Anne Babanin Cocuktaki Etkisi

Anne babaların kendi çocukluk deneyimlerinin çocukları ile olan ilişkilerine etkisi nedir?

Ülkemizde toplum olarak olmasa da, en azından belli kesimlerde çocuğa verdiğimiz değerde büyük ilerlemeler var. Kendi çocukluk­larının buruk yalnızlığı içindeki anne babalar, "Benim olmadı. Ben görmedim. Ama çocuğum görsün..." anlayışıyla amansız bir gay­ret içine girmiş durumdalar. Koşulları elverdiğince, hatta koşulla­rını zorlayarak "her şeyi" yapıp almaya çabalıyorlar çocukları için. Hemen hemen her ebeveynin üzerinde birleştiği ortak nokta ise günümüzde çocuk yetiştirmenin çok zor olduğu Anne baba olmak keyifli olmasının yanında dünyanın en zor, en sancılı uğraşlarındandır. Hemen hemen her konuda yaşam tec­rübelerimizi ve bilgilerimizi kullanarak bir şekilde sonuca ulaşabi­lirken; çocuğumuzla olan ilişkimizde bunun böyle olmadığını yaşa­yarak görürüz. Bunun nedeni anne baba ve çocuk ilişkisinin duy­gusal bir ilişki olması ve geçmiş yaşantılarımızdan, kendi çocukluk deneyimle­rimizden bağımsız bir şekilde davran­mamızın mümkün olmamasıdır.

Yaşamımızın ilk yılları, hatta ilk ay­ları kişiliğimizin oluşumu ve ruh sağlı­ğımızda kritik bir öneme sahiptir. Her ne kadar kronolojik olarak bebeklik dönemini çocukluk, ergenlik, gençlik, yetişkinlik ve yaşlılık dönemleri izlese de, duygusal dün­yamızda böylesi bir sıralı geçiş söz konusu değildir.
Bebeklik döneminde edindiğimiz duygusal deneyimler bizim sonraki yaşamımızda etkin bir şekilde ve sürekli olarak etkili olup, davranışlarımızın büyük bölümünü oluşturur. İşte bu nedenle be­bek ruh sağlığı, yetişkin ruh sağlığının temelinde yer alır.

(Kutu işaretleme verisi satırları)
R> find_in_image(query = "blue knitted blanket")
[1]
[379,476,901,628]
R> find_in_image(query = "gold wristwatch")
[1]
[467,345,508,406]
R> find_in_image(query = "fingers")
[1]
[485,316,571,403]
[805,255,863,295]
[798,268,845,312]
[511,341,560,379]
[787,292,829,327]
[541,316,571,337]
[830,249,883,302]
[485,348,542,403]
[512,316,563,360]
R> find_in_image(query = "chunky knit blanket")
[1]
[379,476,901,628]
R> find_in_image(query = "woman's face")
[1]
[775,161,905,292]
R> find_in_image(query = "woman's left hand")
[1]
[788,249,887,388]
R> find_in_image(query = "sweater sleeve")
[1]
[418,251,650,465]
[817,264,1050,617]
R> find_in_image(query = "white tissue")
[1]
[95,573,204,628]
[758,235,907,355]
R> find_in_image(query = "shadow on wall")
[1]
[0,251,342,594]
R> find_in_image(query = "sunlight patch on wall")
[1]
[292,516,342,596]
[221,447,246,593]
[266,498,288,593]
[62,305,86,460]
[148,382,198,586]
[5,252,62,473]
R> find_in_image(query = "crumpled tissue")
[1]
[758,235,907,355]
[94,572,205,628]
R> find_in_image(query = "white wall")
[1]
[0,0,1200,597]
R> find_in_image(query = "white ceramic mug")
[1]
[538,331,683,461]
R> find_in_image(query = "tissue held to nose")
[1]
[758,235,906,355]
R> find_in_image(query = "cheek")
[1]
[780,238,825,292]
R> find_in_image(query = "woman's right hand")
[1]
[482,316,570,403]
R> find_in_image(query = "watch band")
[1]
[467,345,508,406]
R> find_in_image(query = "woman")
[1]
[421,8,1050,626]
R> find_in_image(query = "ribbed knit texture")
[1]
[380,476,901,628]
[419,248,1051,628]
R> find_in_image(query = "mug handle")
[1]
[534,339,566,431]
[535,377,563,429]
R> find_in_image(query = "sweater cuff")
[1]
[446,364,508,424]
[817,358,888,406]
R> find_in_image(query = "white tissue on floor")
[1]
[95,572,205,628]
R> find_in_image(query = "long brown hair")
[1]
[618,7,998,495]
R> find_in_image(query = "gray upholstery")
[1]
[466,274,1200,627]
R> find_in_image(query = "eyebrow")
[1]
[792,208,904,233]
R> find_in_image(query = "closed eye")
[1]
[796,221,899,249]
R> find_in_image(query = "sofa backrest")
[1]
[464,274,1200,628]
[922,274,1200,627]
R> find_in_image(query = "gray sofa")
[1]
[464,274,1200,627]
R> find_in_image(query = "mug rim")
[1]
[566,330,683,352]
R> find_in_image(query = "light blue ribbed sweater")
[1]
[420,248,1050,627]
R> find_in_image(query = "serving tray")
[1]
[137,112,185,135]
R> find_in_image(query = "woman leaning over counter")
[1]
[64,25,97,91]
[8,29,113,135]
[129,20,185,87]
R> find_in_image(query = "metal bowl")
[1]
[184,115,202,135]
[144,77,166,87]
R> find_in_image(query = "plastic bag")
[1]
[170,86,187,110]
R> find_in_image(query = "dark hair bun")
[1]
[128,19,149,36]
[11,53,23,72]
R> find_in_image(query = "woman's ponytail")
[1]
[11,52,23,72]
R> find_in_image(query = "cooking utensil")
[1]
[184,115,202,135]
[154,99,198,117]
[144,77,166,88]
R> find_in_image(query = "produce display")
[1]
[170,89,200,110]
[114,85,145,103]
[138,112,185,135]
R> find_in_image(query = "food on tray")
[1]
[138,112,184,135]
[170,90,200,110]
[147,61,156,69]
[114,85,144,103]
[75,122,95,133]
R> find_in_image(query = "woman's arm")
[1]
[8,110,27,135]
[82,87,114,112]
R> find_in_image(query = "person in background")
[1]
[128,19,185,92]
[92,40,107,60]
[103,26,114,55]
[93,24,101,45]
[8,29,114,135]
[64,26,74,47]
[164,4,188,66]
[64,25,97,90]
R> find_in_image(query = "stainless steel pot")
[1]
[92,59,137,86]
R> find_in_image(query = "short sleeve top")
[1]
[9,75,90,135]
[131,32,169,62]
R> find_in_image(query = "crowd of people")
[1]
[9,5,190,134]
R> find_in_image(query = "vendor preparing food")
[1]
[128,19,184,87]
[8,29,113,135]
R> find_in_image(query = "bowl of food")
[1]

● **Verilen Görev**
Anne babanın çocuğa etkisini anlatan metinde "Bebeklik döneminde edindiğimiz" ile başlayıp "temelinde yer alır." ifadesine kadar süren bölümü, "davranışlarımızın" sözcüğünü "tutumlarımızın" ile değiştirerek yeniden yazın.

● **Sorunun Çözümü**
Bebeklik döneminde edindiğimiz duygusal deneyimler bizim sonraki yaşamımızda etkin bir şekilde ve sürekli olarak etkili olup, tutumlarımızın büyük bölümünü oluşturur. İşte bu nedenle be­bek ruh sağlığı, yetişkin ruh sağlığının temelinde yer alır.